**REQUIRED ACTION 1:** Identify each line of the records that contains the word "rough" and copy those lines in full.

**DOCUMENT EXTRACT:**
I don’t understand how can torch.repeat() be different than torch.expand() during back-propagation, given that torch.expand() in this case is deterministic and gives the exact same results as (A*X).

The code below assumes that line 1 (that calculated (A*X)) has the correct result, and first compares the gradient values of it to the gradients produced by using torch.expand(), then uses torch.repeat() to show that it gives different results.

Code:

import torch

device = 'cuda'
size = 100
dtype = torch.float

a = torch.rand(size, size, 1, 1, device=device, dtype=dtype)

x = torch.ones(1,   size, 1, 1, dtype=dtype, device=device, requires_grad=True)
y = torch.ones(1,   size, 1, 1, dtype=dtype, device=device, requires_grad=True)

(a * x).sum().backward() # Calculating the expected result, expression #1


(a * y.expand(size,size,1,1)).sum().backward() # Expression #2 -  using torch.expand()
torch.equal(x.grad,y.grad) # This always returns True, as expected.

(Data records)
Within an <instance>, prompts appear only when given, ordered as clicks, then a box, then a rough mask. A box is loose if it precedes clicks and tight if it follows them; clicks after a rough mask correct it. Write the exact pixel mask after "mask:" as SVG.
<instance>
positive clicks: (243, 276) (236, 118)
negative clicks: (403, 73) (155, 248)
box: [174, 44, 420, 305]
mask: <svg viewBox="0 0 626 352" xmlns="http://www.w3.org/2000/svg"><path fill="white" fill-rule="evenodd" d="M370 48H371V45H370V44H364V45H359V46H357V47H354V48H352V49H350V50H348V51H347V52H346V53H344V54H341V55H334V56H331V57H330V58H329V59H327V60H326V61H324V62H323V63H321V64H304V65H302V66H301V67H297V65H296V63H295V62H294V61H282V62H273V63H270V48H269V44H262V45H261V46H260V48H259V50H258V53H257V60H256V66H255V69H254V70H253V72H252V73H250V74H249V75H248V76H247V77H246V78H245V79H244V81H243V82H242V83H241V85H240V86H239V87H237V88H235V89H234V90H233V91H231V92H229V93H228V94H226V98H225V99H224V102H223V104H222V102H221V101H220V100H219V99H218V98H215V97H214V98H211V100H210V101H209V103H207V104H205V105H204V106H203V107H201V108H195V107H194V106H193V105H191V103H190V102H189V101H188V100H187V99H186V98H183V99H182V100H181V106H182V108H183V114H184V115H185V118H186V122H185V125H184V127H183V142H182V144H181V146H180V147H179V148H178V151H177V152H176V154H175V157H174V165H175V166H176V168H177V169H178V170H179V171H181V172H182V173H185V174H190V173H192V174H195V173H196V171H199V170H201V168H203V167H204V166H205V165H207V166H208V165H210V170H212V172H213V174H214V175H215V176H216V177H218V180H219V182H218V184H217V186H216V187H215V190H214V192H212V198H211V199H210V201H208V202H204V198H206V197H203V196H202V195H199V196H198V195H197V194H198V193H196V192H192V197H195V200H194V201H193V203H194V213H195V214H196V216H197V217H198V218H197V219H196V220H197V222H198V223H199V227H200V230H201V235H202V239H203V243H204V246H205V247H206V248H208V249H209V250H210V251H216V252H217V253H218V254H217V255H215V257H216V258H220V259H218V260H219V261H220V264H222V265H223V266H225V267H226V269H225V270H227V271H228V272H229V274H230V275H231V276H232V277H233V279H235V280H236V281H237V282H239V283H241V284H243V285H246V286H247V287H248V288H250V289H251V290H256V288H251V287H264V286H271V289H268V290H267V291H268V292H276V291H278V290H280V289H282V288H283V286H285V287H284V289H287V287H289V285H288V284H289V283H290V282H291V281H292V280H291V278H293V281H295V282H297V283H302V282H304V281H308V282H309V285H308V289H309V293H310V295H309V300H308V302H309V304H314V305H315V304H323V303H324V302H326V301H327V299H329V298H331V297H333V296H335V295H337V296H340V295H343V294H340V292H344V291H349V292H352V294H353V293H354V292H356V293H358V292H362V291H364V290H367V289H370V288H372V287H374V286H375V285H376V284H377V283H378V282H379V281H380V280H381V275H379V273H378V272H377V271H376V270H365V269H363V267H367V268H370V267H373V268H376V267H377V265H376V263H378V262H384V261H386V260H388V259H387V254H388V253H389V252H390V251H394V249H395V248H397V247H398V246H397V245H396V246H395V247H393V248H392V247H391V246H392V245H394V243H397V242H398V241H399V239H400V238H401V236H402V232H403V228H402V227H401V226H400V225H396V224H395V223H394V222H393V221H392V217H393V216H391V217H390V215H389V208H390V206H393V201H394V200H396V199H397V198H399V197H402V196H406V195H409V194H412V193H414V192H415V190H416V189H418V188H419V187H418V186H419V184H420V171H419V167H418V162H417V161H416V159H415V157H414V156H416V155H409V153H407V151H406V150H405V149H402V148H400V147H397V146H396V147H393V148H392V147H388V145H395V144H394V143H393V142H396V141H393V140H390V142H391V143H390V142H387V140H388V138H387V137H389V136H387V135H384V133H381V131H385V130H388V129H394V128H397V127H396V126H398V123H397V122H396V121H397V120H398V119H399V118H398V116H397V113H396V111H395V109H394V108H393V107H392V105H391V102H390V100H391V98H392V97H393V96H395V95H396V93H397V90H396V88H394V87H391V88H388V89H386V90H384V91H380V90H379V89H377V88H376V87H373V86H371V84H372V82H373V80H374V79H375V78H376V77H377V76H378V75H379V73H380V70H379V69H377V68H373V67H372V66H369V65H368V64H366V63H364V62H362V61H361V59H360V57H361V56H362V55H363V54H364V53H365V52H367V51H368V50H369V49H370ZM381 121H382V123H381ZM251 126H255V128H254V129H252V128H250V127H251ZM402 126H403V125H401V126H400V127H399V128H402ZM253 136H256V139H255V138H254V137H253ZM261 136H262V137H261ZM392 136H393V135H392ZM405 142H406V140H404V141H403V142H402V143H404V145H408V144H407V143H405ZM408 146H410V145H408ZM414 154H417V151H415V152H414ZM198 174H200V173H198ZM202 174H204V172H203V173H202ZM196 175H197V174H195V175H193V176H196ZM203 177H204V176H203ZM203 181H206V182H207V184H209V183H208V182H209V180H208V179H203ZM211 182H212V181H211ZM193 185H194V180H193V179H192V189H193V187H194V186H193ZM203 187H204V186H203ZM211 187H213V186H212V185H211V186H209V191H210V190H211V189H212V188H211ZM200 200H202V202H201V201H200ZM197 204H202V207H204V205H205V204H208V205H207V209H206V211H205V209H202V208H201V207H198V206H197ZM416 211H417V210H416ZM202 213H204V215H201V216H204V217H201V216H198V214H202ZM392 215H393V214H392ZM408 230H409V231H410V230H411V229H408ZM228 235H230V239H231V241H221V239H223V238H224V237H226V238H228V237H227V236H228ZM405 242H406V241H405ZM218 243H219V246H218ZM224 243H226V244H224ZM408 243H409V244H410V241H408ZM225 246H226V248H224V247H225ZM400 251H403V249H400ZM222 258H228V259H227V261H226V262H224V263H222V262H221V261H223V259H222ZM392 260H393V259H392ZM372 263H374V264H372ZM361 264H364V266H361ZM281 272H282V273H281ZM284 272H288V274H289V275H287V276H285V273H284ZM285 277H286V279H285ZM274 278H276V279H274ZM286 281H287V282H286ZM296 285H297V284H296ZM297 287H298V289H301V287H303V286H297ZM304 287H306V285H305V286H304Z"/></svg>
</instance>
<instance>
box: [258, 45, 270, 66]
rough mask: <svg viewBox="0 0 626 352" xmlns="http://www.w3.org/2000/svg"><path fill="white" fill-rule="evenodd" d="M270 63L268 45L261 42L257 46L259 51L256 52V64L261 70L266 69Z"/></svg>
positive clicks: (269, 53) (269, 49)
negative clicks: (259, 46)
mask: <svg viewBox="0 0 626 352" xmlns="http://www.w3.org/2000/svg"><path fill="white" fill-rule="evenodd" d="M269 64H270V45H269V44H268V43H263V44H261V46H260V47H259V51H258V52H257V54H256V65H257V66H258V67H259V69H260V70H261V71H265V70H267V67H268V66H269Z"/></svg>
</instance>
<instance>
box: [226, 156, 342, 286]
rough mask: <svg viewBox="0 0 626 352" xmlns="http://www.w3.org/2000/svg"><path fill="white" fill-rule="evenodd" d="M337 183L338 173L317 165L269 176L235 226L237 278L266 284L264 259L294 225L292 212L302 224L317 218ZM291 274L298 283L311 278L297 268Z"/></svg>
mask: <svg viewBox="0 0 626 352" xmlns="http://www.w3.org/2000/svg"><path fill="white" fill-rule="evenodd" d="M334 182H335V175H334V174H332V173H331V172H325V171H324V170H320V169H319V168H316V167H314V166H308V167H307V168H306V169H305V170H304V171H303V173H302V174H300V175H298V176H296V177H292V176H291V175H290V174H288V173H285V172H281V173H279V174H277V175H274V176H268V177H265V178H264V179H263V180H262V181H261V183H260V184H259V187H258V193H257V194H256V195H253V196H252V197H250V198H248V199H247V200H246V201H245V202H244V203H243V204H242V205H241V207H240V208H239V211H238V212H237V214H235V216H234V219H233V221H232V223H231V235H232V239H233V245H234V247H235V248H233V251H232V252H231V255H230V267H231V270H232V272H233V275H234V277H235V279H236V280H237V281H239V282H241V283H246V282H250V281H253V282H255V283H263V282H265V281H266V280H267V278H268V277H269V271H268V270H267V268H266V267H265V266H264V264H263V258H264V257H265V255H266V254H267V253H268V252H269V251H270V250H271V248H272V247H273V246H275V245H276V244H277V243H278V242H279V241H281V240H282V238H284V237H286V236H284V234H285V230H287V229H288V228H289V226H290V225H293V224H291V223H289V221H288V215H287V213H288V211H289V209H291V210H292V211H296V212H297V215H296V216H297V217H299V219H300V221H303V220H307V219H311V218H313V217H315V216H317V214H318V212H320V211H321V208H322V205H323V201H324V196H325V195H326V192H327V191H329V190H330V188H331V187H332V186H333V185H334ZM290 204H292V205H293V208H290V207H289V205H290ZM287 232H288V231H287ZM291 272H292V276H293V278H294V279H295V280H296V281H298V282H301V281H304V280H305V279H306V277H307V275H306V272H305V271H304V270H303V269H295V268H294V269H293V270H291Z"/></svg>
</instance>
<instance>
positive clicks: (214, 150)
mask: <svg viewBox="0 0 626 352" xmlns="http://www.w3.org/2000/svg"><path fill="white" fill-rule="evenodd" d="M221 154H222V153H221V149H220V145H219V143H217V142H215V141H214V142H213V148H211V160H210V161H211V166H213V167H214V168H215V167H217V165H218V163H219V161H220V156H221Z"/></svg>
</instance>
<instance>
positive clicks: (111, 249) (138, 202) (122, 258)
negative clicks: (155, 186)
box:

**REQUIRED ACTION 2:** In the post about torch.repeat() and torch.expand(), condense the paragraph beginning "The code below assumes" into a short bulleted list that keeps its main points.

**OUTPUT 1:**
Within an <instance>, prompts appear only when given, ordered as clicks, then a box, then a rough mask. A box is loose if it precedes clicks and tight if it follows them; clicks after a rough mask correct it. Write the exact pixel mask after "mask:" as SVG.
rough mask: <svg viewBox="0 0 626 352" xmlns="http://www.w3.org/2000/svg"><path fill="white" fill-rule="evenodd" d="M270 63L268 45L261 42L257 46L259 51L256 52V64L261 70L266 69Z"/></svg>
rough mask: <svg viewBox="0 0 626 352" xmlns="http://www.w3.org/2000/svg"><path fill="white" fill-rule="evenodd" d="M337 183L338 173L317 165L269 176L235 226L237 278L266 284L264 259L294 225L292 212L302 224L317 218ZM291 274L298 283L311 278L297 268Z"/></svg>

**OUTPUT 2:**
- Assumes line 1, which computes (A*X), gives the correct result.
- First compares that line's gradient values with the gradients from torch.expand().
- Then uses torch.repeat() to show that it gives different results.